» Data supplied

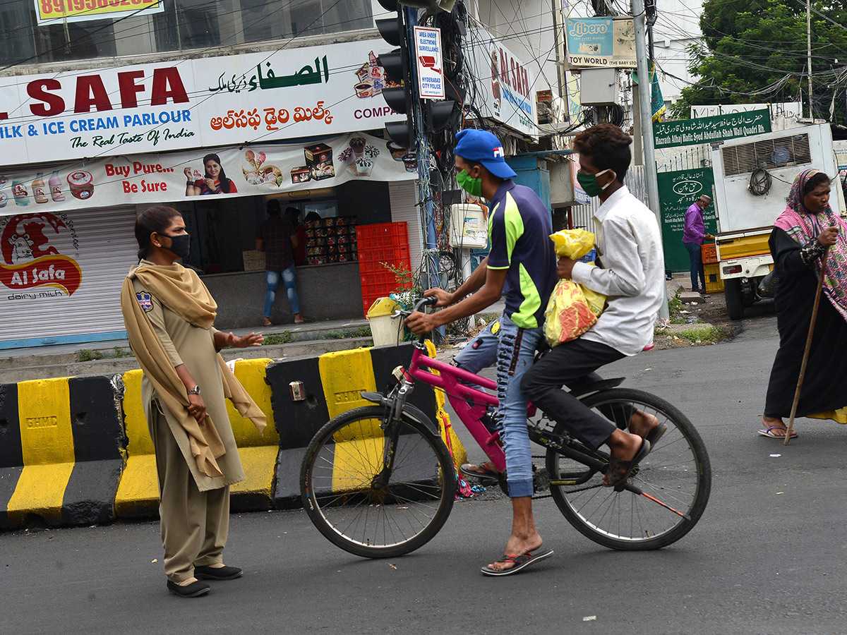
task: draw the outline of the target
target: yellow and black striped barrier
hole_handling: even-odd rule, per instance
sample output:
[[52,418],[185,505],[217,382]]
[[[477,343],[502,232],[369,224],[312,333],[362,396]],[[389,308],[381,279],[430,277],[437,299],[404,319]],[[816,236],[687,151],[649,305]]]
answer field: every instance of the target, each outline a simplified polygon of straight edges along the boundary
[[[268,417],[260,435],[228,403],[246,477],[232,486],[233,511],[300,505],[300,465],[314,433],[333,417],[385,390],[412,345],[319,357],[241,360],[235,373]],[[291,384],[302,387],[294,394]],[[464,448],[450,428],[443,394],[421,386],[410,402],[441,430],[457,463]],[[156,458],[141,406],[141,372],[123,377],[0,384],[0,528],[88,525],[156,516]]]
[[114,518],[123,428],[107,377],[5,384],[0,394],[0,526]]
[[[280,449],[270,385],[265,381],[269,359],[239,360],[235,377],[268,417],[264,435],[252,422],[244,419],[227,401],[232,431],[241,457],[246,479],[230,488],[230,506],[235,511],[266,510],[273,505],[274,471]],[[119,517],[155,516],[158,509],[158,483],[153,443],[141,405],[141,372],[124,375],[123,409],[126,426],[126,467],[120,478],[114,507]]]
[[[320,357],[284,360],[268,367],[268,380],[273,388],[274,411],[278,415],[280,461],[274,504],[278,508],[300,505],[300,466],[303,449],[329,419],[362,406],[370,406],[362,392],[385,391],[395,384],[391,371],[407,367],[412,345],[360,348],[326,353]],[[430,351],[435,355],[435,348]],[[291,384],[302,385],[302,395],[292,394]],[[441,431],[449,434],[454,461],[465,462],[467,455],[450,419],[444,411],[444,393],[419,385],[409,403],[422,410]]]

» Exercise
Rewrite the records above with every "target" switched to "object" and nothing else changed, and leave the pictures out.

» Response to the task
task: draw the outline of the object
object: yellow and black striped barrier
hole_handling: even-odd rule, per instance
sample output:
[[52,418],[185,505],[217,382]]
[[[477,343],[502,232],[369,224],[312,333],[362,396]],[[389,308],[381,279],[430,277],[437,299],[404,319]],[[816,236],[687,151],[649,305]]]
answer field: every instance of the object, each outline a simplified polygon of straight edges along the boundary
[[[268,417],[260,435],[228,403],[246,477],[232,486],[233,511],[300,505],[300,465],[314,433],[333,417],[385,390],[412,345],[319,357],[241,360],[235,373]],[[291,384],[302,387],[294,394]],[[464,448],[450,428],[443,394],[421,386],[410,402],[441,430],[457,463]],[[156,458],[141,406],[141,372],[123,377],[0,384],[0,528],[88,525],[156,516]]]
[[114,518],[123,428],[107,377],[5,384],[0,394],[0,526]]
[[[280,449],[270,385],[265,381],[269,359],[239,360],[235,377],[268,417],[264,435],[252,422],[244,419],[227,401],[232,431],[241,457],[246,479],[230,488],[230,506],[235,511],[266,510],[273,505],[274,471]],[[119,517],[155,516],[158,509],[158,483],[153,443],[141,405],[141,372],[124,375],[123,409],[126,426],[126,467],[120,478],[114,507]]]
[[[320,357],[284,360],[268,367],[268,380],[273,388],[274,411],[278,415],[280,461],[274,504],[278,508],[300,505],[300,466],[303,449],[329,419],[362,406],[370,406],[362,392],[385,391],[395,384],[391,371],[407,367],[412,345],[360,348],[326,353]],[[430,351],[435,355],[435,348]],[[291,384],[302,385],[302,395],[292,394]],[[441,431],[449,434],[454,461],[465,462],[467,455],[450,419],[444,411],[444,393],[419,385],[409,403],[422,410]]]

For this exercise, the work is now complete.